Dataset entries
=======

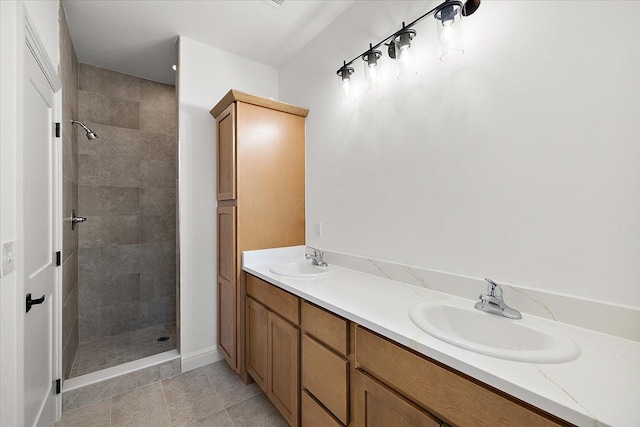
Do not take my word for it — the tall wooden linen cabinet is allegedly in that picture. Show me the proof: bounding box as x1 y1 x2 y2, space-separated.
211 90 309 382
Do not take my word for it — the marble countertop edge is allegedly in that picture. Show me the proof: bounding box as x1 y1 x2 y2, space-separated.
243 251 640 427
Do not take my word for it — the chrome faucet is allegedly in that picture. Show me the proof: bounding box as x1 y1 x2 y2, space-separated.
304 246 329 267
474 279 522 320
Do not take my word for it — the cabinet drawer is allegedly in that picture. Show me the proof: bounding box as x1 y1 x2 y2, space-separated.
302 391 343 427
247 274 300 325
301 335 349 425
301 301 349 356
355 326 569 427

=======

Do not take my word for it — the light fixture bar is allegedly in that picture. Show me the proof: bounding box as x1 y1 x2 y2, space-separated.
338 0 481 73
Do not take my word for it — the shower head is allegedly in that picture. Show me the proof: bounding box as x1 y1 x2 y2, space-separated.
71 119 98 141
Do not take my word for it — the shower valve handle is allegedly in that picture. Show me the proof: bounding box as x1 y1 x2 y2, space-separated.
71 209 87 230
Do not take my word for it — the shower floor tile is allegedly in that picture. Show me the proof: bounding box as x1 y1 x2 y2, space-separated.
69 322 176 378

=======

Task. Could you lay out the lines of the entries from the line containing "Do not take my word for it — the shower floor" up to and including the line containing "69 322 176 378" as a Markdown table, with a column named Row for the row number and a column named Text for the line, leaving out any blank lines?

Correct output.
| Row | Text |
|---|---|
| 1 | Do not take my word for it — the shower floor tile is allegedly in that picture. Show me the proof: bounding box as x1 y1 x2 y2, space-separated. |
| 2 | 69 322 176 378 |